Work to complete: Render the lines from the one containing "Target: white painted door frame" through the end of the entries as a numbered list, omitting blank lines.

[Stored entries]

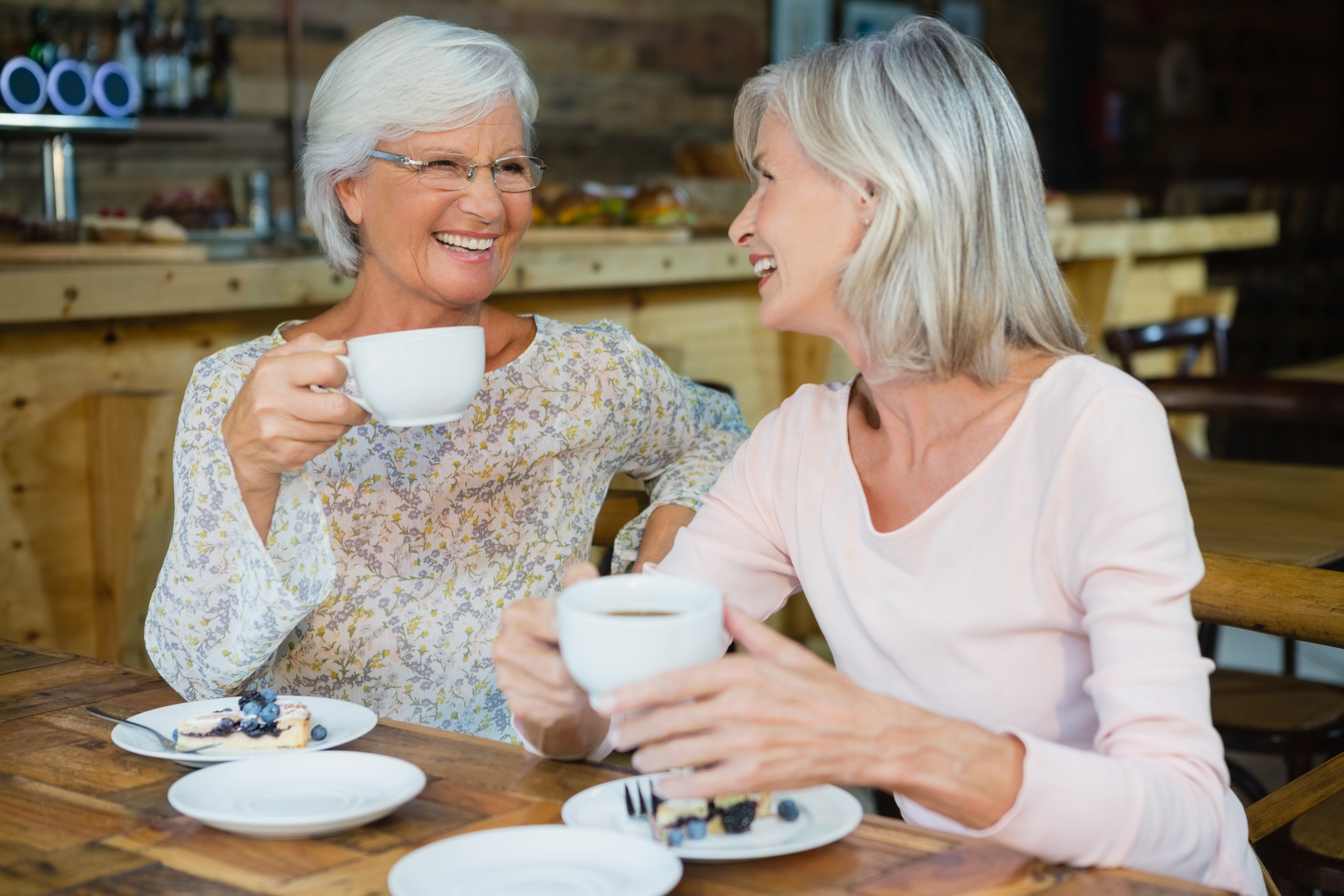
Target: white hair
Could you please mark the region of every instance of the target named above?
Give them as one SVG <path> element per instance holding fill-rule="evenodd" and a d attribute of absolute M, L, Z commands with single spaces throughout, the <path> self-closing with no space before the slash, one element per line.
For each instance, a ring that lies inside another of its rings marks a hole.
<path fill-rule="evenodd" d="M 1046 227 L 1027 120 L 1003 73 L 946 23 L 913 16 L 888 34 L 769 66 L 734 110 L 750 167 L 761 120 L 879 197 L 836 301 L 874 379 L 1007 375 L 1007 345 L 1055 355 L 1085 339 Z"/>
<path fill-rule="evenodd" d="M 464 128 L 509 99 L 531 153 L 536 86 L 519 52 L 485 31 L 399 16 L 341 50 L 313 91 L 302 160 L 308 220 L 331 266 L 359 273 L 359 230 L 336 184 L 368 171 L 379 141 Z"/>

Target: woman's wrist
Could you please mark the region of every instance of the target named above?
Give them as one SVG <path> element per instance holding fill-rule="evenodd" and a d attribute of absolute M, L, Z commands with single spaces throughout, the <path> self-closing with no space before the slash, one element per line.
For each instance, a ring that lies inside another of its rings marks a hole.
<path fill-rule="evenodd" d="M 886 707 L 868 708 L 868 717 L 882 721 L 852 739 L 866 754 L 855 764 L 870 774 L 851 783 L 899 793 L 972 830 L 997 823 L 1013 807 L 1025 756 L 1017 737 L 874 697 Z"/>
<path fill-rule="evenodd" d="M 598 748 L 612 723 L 585 703 L 577 712 L 548 725 L 519 719 L 519 727 L 527 742 L 547 759 L 578 760 Z"/>

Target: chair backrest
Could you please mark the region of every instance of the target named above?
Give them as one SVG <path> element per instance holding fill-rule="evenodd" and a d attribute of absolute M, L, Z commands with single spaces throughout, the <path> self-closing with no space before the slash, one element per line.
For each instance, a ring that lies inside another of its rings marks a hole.
<path fill-rule="evenodd" d="M 1222 553 L 1206 553 L 1204 570 L 1204 580 L 1191 594 L 1200 622 L 1344 647 L 1344 572 Z M 1251 842 L 1341 790 L 1344 755 L 1247 807 Z"/>
<path fill-rule="evenodd" d="M 1257 376 L 1146 380 L 1171 414 L 1224 414 L 1317 423 L 1344 422 L 1344 383 Z"/>
<path fill-rule="evenodd" d="M 1176 376 L 1189 376 L 1206 345 L 1214 347 L 1214 376 L 1227 376 L 1227 318 L 1222 314 L 1185 317 L 1165 324 L 1146 324 L 1106 330 L 1106 347 L 1120 357 L 1126 373 L 1134 373 L 1134 352 L 1185 347 Z"/>

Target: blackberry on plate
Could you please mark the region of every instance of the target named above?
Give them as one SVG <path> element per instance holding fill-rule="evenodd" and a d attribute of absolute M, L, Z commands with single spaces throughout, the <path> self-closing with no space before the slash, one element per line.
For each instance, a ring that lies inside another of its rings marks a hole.
<path fill-rule="evenodd" d="M 745 834 L 755 821 L 755 801 L 743 799 L 723 810 L 723 833 Z"/>

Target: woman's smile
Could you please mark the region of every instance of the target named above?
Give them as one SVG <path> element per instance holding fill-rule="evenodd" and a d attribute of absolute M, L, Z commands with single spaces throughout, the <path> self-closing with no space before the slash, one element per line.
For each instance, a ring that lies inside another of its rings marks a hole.
<path fill-rule="evenodd" d="M 434 242 L 442 246 L 445 253 L 456 261 L 468 263 L 488 262 L 495 258 L 496 239 L 499 239 L 499 234 L 449 230 L 434 232 Z"/>
<path fill-rule="evenodd" d="M 770 277 L 778 269 L 778 263 L 775 262 L 774 255 L 761 255 L 753 253 L 751 255 L 747 257 L 747 261 L 751 262 L 751 267 L 753 270 L 755 270 L 758 278 L 757 289 L 761 289 L 761 286 L 763 286 L 765 282 L 770 279 Z"/>

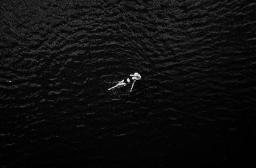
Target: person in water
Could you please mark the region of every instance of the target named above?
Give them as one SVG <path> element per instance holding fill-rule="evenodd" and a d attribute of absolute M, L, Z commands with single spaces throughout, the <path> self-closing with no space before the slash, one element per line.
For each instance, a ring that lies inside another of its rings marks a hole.
<path fill-rule="evenodd" d="M 130 90 L 130 92 L 132 92 L 133 86 L 134 85 L 134 83 L 136 80 L 140 80 L 141 78 L 140 74 L 138 73 L 135 73 L 134 74 L 130 74 L 130 78 L 127 78 L 126 80 L 122 80 L 122 81 L 118 81 L 116 85 L 109 88 L 108 90 L 110 90 L 116 87 L 120 87 L 123 86 L 125 86 L 126 85 L 131 83 L 131 81 L 132 81 L 132 85 Z"/>

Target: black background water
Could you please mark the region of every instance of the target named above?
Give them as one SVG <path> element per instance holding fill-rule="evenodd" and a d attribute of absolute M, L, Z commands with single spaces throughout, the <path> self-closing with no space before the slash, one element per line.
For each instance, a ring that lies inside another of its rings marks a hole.
<path fill-rule="evenodd" d="M 253 1 L 1 1 L 0 167 L 253 167 Z"/>

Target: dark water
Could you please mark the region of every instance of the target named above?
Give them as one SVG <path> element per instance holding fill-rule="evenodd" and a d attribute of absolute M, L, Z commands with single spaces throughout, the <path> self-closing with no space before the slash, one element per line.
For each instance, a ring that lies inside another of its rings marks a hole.
<path fill-rule="evenodd" d="M 1 1 L 1 167 L 255 167 L 253 1 Z"/>

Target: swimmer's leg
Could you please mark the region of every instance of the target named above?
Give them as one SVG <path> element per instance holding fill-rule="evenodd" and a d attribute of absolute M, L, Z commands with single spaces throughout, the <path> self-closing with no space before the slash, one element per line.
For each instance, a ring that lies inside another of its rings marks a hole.
<path fill-rule="evenodd" d="M 118 83 L 122 83 L 124 82 L 124 80 L 122 80 L 122 81 L 118 81 Z"/>
<path fill-rule="evenodd" d="M 135 83 L 135 81 L 136 81 L 136 80 L 133 81 L 133 83 L 132 83 L 132 87 L 131 88 L 131 90 L 130 90 L 130 92 L 132 92 L 132 90 L 133 86 L 134 85 L 134 83 Z"/>

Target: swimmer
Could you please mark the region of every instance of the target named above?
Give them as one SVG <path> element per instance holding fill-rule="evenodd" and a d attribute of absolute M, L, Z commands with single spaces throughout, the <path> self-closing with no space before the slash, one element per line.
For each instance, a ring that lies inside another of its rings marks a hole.
<path fill-rule="evenodd" d="M 141 76 L 140 74 L 138 73 L 135 73 L 134 74 L 130 74 L 130 78 L 127 78 L 126 80 L 122 80 L 122 81 L 118 81 L 118 83 L 116 84 L 116 85 L 109 88 L 108 90 L 110 90 L 111 89 L 113 89 L 114 88 L 116 87 L 120 87 L 123 86 L 125 86 L 128 83 L 131 83 L 131 81 L 132 81 L 132 85 L 130 90 L 130 92 L 132 92 L 133 86 L 134 85 L 135 81 L 136 80 L 140 80 L 141 78 Z"/>

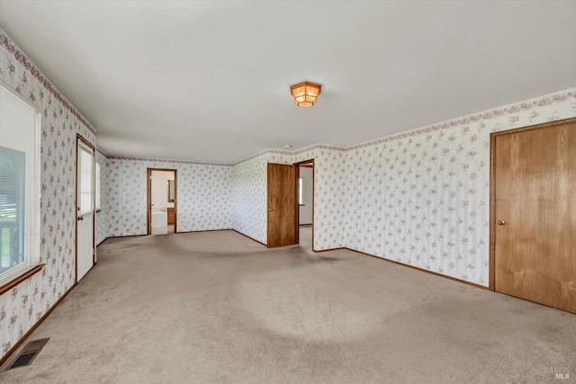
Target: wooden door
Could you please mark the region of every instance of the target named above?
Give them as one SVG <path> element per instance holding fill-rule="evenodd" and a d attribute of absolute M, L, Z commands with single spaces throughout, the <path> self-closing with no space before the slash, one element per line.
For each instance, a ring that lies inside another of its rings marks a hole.
<path fill-rule="evenodd" d="M 296 244 L 296 170 L 293 165 L 268 164 L 267 246 Z"/>
<path fill-rule="evenodd" d="M 576 121 L 494 136 L 494 288 L 576 313 Z"/>

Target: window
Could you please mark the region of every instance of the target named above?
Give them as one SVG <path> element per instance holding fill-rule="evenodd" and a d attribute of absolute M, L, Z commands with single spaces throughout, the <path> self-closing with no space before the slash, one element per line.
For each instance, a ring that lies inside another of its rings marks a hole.
<path fill-rule="evenodd" d="M 95 200 L 96 200 L 96 211 L 102 210 L 102 202 L 100 201 L 100 164 L 96 163 L 96 185 L 95 185 Z"/>
<path fill-rule="evenodd" d="M 40 263 L 40 119 L 0 85 L 0 287 Z"/>
<path fill-rule="evenodd" d="M 298 179 L 298 204 L 304 205 L 304 179 Z"/>

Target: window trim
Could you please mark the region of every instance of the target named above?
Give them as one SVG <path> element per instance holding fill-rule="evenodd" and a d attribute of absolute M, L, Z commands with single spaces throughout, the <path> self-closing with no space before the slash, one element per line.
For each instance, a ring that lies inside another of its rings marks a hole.
<path fill-rule="evenodd" d="M 102 177 L 102 165 L 97 161 L 94 162 L 94 212 L 102 211 L 102 186 L 100 178 Z"/>
<path fill-rule="evenodd" d="M 27 231 L 29 234 L 26 235 L 26 247 L 29 251 L 26 251 L 26 258 L 24 259 L 25 266 L 18 265 L 19 271 L 18 274 L 12 277 L 12 279 L 0 283 L 0 295 L 5 293 L 7 290 L 13 289 L 17 286 L 23 281 L 27 280 L 31 276 L 38 273 L 42 270 L 45 263 L 40 263 L 40 199 L 41 199 L 41 172 L 40 172 L 40 157 L 41 157 L 41 123 L 42 123 L 42 113 L 40 110 L 32 103 L 30 101 L 26 100 L 17 92 L 15 92 L 9 85 L 7 85 L 3 80 L 0 80 L 0 93 L 5 93 L 7 97 L 14 97 L 14 99 L 22 102 L 26 106 L 30 107 L 33 112 L 35 112 L 36 117 L 33 128 L 34 131 L 32 132 L 32 138 L 34 139 L 33 143 L 33 174 L 32 178 L 30 176 L 26 176 L 27 184 L 31 182 L 32 179 L 32 188 L 33 192 L 33 202 L 32 209 L 27 209 L 27 210 L 32 211 L 31 214 L 31 218 L 27 218 L 27 219 L 32 219 L 31 223 L 27 223 Z M 28 200 L 28 199 L 27 199 Z M 30 203 L 30 201 L 27 201 Z M 27 207 L 28 208 L 28 207 Z M 14 267 L 15 268 L 15 267 Z M 12 271 L 14 268 L 11 268 L 8 271 Z M 8 272 L 7 271 L 7 272 Z"/>

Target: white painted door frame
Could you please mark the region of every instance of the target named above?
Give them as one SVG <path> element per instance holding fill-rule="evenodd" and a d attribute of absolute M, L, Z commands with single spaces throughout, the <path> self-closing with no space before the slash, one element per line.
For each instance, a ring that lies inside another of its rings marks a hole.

The answer:
1. Target: white painted door frame
2. Could you please mark the region of every instance of the target named above?
3. Give them as one SVG <path> element per instance holding fill-rule="evenodd" and a d attribute of absolute M, L, Z commands with single spaces throughout, the <path> self-closing with no space before the slash, one element per line.
4. For each instance, a ring that lies inside another of its rings marks a hole.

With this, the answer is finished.